■ **Extract**:
BEGIN

Electronic Health Record Analysis Shows Which Diseases Run in Families

Familial relationships inferred from electronic health records can be used to study the genetics of diseases. Each subgraph in this image is a family reconstructed from EHR data: Each node represents an individual and the colors represent different health conditions. (Source: Nicholas Tatonetti, PhD, Columbia University Vagelos College of Physicians and Surgeons)

Acne is highly heritable, passed down through families via genes, but anxiety appears more strongly linked to environmental causes, according to a new study that analyzed data from millions of electronic health records to estimate the heritability of hundreds of different traits and conditions.

The findings, published today in Cell by researchers at Columbia University Irving Medical Center and NewYork-Presbyterian could streamline efforts to understand and mitigate disease risk—especially for diseases with no known disease-associated genes.

“Knowledge of a condition’s heritability—how much the condition’s variability can be attributed to genes—is essential for understanding the biological causes of the disease and for precision medicine,” says study co-leader Nicholas Tatonetti, PhD, the Herbert Irving Assistant Professor of Biomedical Informatics at Columbia University Vagelos College of Physicians and Surgeons. “It is clinically useful for estimating disease risk, customizing treatment, and tailoring patient care.”

But estimating heritability usually involves difficult and time-consuming studies of family members, especially twins.

END

■ **Prompt A**:
From the disease-heritability article above, list every clinical use of heritability knowledge that Tatonetti names.
■ **Prompt B**:
Continue the article on using electronic health records to study disease heritability, starting after its last sentence.

■ **Study material**:
BEGIN

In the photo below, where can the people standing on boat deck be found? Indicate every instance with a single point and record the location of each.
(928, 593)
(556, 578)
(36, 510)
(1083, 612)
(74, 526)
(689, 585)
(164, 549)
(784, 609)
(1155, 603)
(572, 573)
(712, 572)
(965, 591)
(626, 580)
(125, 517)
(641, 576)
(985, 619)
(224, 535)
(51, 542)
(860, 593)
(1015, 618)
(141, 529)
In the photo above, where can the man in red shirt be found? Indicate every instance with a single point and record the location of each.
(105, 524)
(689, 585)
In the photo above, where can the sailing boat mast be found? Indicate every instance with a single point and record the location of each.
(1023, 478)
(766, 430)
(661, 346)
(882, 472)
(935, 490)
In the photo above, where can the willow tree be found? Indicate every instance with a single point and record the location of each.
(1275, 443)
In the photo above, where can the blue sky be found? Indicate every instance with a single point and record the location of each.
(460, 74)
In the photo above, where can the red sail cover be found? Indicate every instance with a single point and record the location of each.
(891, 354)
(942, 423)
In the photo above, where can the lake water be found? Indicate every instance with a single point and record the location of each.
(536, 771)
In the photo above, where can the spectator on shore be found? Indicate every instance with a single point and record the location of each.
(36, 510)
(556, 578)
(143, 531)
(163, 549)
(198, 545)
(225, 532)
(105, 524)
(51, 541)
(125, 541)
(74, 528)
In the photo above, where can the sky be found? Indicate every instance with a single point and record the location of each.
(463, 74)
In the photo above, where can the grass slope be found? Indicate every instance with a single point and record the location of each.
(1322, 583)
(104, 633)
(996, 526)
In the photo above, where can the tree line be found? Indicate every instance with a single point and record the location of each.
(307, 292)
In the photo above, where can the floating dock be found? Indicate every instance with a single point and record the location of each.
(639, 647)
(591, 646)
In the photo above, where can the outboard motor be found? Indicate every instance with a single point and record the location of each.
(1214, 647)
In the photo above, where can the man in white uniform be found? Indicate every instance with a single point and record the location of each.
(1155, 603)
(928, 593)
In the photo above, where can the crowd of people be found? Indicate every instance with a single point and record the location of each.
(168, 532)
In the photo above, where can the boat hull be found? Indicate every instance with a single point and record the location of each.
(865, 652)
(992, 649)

END

■ **Answer area A**:
Estimating disease risk, customizing treatment, and tailoring patient care.

■ **Answer area B**:
Instead, Tatonetti and his colleagues thought heritability could be estimated more easily by using data that is routinely included in hospitals’ electronic health records. Upon admission, patients are usually asked to provide emergency contacts, often family members who are also patients at the same hospital. “It occurred to us that this information could be used to infer family relationships and, combined with each patient and each contact’s health data, give us heritability estimates faster and less expensively than traditional methods,” Tatonetti says.

In the current study, the researchers analyzed data from 5.5 million electronic health records of patients and their emergency contacts at three academic medical centers: NewYork-Presbyterian/Columbia University Irving Medical Center, NewYork-Presbyterian/Weill Cornell Medical Center, and Mount Sinai Health System. To protect privacy, patient and contact identities were removed from the data before the information was provided to the researchers.

They used algorithms to infer 7.4 million family relationships among patients and contacts and then analyzed the incidence of some 500 different traits and conditions reported in the electronic health records to generate heritability estimates. “One algorithm identified the family relationships and a second computed heritability estimates for every available trait,” says study co-leader David K. Vawdrey, PhD, assistant professor of biomedical informatics at Columbia University Vagelos College of Physicians and Surgeons and vice president of the Value Institute at NewYork-Presbyterian Hospital.

The researchers’ heritability estimates were similar across all three medical centers and were consistent with previously published estimates. For many of the conditions, however, heritability had never been estimated, and researchers found a few surprises. HDL cholesterol is significantly more heritable than LDL cholesterol, even after accounting for the use of lipid-lowering statin medications. Respiratory diseases in general appear more heritable among African-Americans, and sinus infections are highly heritable across all populations studied.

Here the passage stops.